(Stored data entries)
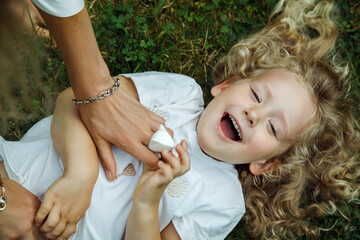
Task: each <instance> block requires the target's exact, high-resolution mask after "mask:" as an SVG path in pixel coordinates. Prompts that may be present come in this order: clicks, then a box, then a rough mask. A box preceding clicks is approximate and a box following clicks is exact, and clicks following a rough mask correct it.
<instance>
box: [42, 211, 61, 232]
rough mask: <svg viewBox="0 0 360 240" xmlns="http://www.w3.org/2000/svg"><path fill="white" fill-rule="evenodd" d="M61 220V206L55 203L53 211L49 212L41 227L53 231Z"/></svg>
mask: <svg viewBox="0 0 360 240" xmlns="http://www.w3.org/2000/svg"><path fill="white" fill-rule="evenodd" d="M59 221H60V208H59V207H58V206H57V205H55V206H54V207H53V209H52V210H51V212H50V213H49V215H48V217H47V219H46V221H45V223H44V224H43V225H42V226H41V227H40V231H42V232H45V233H47V232H50V231H52V230H53V229H54V228H55V227H56V225H57V224H58V223H59Z"/></svg>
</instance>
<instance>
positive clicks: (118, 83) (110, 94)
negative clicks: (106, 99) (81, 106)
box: [72, 77, 120, 106]
mask: <svg viewBox="0 0 360 240" xmlns="http://www.w3.org/2000/svg"><path fill="white" fill-rule="evenodd" d="M112 78H113V79H114V82H115V83H114V85H113V86H112V87H111V88H109V89H108V90H106V91H104V92H101V93H99V94H98V95H97V96H96V97H91V98H89V99H87V100H77V99H73V100H72V102H73V103H74V104H75V105H76V106H78V105H79V104H85V103H92V102H95V101H96V100H101V99H104V98H106V97H107V96H110V95H112V94H113V93H114V92H115V89H117V88H118V87H120V79H119V78H118V79H115V78H114V77H112Z"/></svg>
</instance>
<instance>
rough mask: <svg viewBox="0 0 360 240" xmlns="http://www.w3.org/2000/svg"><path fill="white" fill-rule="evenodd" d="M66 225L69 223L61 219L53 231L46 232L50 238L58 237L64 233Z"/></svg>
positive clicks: (53, 229)
mask: <svg viewBox="0 0 360 240" xmlns="http://www.w3.org/2000/svg"><path fill="white" fill-rule="evenodd" d="M66 225H67V221H66V220H65V219H61V220H60V222H59V223H58V224H57V225H56V227H55V228H54V229H53V230H52V231H50V232H48V233H46V237H47V238H50V239H53V238H57V237H58V236H59V235H60V234H62V233H63V232H64V231H65V228H66Z"/></svg>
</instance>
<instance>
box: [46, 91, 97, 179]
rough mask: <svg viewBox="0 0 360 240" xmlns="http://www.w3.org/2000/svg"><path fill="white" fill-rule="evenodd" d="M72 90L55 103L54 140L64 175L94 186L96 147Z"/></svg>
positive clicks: (54, 112) (96, 169)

WORK REQUEST:
The answer consists only of the lines from the one containing "225L69 223L61 219L53" to the end of the records, each written out exactly.

SOLVED PROBLEM:
rough mask: <svg viewBox="0 0 360 240" xmlns="http://www.w3.org/2000/svg"><path fill="white" fill-rule="evenodd" d="M66 225L69 223L61 219L53 231L46 232L50 238L58 237L64 233Z"/></svg>
positive clicks: (53, 229)
mask: <svg viewBox="0 0 360 240" xmlns="http://www.w3.org/2000/svg"><path fill="white" fill-rule="evenodd" d="M66 225H67V221H66V220H65V219H61V220H60V222H59V223H58V224H57V225H56V227H55V228H54V229H53V230H52V231H50V232H48V233H46V237H47V238H50V239H53V238H57V237H58V236H59V235H60V234H62V233H63V232H64V231H65V228H66Z"/></svg>
</instance>
<instance>
box: [46, 91, 97, 179]
rough mask: <svg viewBox="0 0 360 240" xmlns="http://www.w3.org/2000/svg"><path fill="white" fill-rule="evenodd" d="M72 90L55 103L54 140L64 175L94 186L96 147Z"/></svg>
positive clicks: (54, 112) (96, 169)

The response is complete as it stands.